• TEXT PROVIDED:
Dust-covered regions mainly encompass the Ash and Ma’at regions although variable and isolated patches of dust are observed in other regions as well such as Seth and Babi on the body lobe, and Anuket and Maftet on the head lobe. The boundaries of Ash and Ma’at are usually gradational as the dusty coating gradually thins out, which is strongly suggestive of an airfall-like mechanism for the deposition of the dust, most probably linked to surface activity. In many locations in these regions, outcrops of underlying materials are exposed, which morphologically resemble strongly consolidated materials in the case of Ma’at and brittle materials in the case of Ash.

Finally, the surface of the comet currently displays three large irregularly-shaped depressions: Hatmehit and Nut on the head lobe, and Aten on the body lobe. Their interiors are mostly filled with mass-wasting or talus-like deposits, yet generally lack dusty covers. This trend is particularly noticeable in Aten, which is surrounded by dust-covered terrains. The three depressions display sizes, shapes, and depth-to-diameter ratios that are difficult to reconcile with an impact hypothesis and may represent locations of massive outbursts of activity or other endogenic processes.

(Stored data)
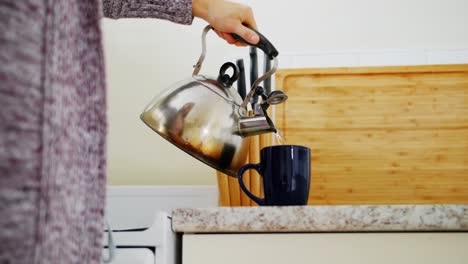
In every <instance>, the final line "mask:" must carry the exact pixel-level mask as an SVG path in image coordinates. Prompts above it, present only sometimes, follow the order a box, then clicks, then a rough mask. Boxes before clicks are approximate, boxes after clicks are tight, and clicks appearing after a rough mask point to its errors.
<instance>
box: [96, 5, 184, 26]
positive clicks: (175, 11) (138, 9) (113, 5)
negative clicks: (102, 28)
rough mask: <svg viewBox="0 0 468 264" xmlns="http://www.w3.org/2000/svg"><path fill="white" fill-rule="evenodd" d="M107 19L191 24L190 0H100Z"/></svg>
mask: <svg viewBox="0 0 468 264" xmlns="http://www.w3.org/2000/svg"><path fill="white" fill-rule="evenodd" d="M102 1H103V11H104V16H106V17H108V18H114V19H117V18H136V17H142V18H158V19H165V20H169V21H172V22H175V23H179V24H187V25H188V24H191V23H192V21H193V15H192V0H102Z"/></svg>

==

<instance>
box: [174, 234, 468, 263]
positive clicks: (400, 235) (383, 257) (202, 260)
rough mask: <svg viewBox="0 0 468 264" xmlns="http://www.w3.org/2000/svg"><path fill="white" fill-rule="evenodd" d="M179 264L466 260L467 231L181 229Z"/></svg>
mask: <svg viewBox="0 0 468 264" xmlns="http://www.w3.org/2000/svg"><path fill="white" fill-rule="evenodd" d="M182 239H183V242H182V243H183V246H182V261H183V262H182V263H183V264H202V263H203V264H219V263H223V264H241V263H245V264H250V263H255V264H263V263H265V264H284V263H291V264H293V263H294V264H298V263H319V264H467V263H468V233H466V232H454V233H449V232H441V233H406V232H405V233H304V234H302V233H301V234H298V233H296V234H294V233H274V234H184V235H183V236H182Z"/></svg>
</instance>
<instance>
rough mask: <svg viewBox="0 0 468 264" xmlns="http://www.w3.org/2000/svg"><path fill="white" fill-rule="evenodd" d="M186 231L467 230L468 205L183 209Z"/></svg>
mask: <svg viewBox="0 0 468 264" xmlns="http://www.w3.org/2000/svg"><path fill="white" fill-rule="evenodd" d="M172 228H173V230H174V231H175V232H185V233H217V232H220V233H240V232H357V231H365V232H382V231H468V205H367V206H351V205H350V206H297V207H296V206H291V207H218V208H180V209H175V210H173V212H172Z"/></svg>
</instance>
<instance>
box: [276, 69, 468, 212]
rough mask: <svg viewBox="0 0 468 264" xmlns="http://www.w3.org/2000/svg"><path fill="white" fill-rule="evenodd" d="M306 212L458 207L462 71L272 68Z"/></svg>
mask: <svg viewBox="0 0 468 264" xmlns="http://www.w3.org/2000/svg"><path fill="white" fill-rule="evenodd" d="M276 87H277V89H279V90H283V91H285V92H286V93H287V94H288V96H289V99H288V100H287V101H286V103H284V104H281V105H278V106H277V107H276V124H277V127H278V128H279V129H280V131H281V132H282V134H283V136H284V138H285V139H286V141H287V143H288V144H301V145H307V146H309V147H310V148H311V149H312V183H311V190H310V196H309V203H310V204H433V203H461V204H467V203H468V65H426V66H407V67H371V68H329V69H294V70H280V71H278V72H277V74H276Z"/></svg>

• QUESTIONS TO ANSWER:
1) Find each line in the records that contains the string "positive", and copy those lines out.
2) Pick up the passage on the comet's surface regions and depressions and continue it from its final sentence.
The comet passage and the records are unrelated material.

• RESPONSES PER TASK:
1)
positive clicks: (175, 11) (138, 9) (113, 5)
positive clicks: (400, 235) (383, 257) (202, 260)

2)
Acknowledgments

OSIRIS was built by a consortium of the Max-Planck-Institut für Sonnensystemforschung, in Göttingen, Germany, CISAS-University of Padova, Italy, the Laboratoire d’Astrophysique de Marseille, France, the Instituto de Astrofísica de Andalucia, CSIC, Granada, Spain, the Research and Scientific Support Department of the European Space Agency, Noordwijk, The Netherlands, the Instituto Nacional de Técnica Aeroespacial, Madrid, Spain, the Universidad Politéchnica de Madrid, Spain, the Department of Physics and Astronomy of Uppsala University, Sweden, and the Institut für Datentechnik und Kommunikationsnetze der Technischen Universität Braunschweig, Germany. The support of the national funding agencies of Germany (DLR), France (CNES), Italy (ASI), Spain (MEC), Sweden (SNSB), and the ESA Technical Directorate is gratefully acknowledged. We thank the ESA teams at ESAC, ESOC and ESTEC for their work in support of the Rosetta mission. We also thank Carle Pieters for her insightful review of the paper.

References

Online material

Table 2

Basic description and morphology of the various regions that are described in the main text.

Table 3

IDs for used images.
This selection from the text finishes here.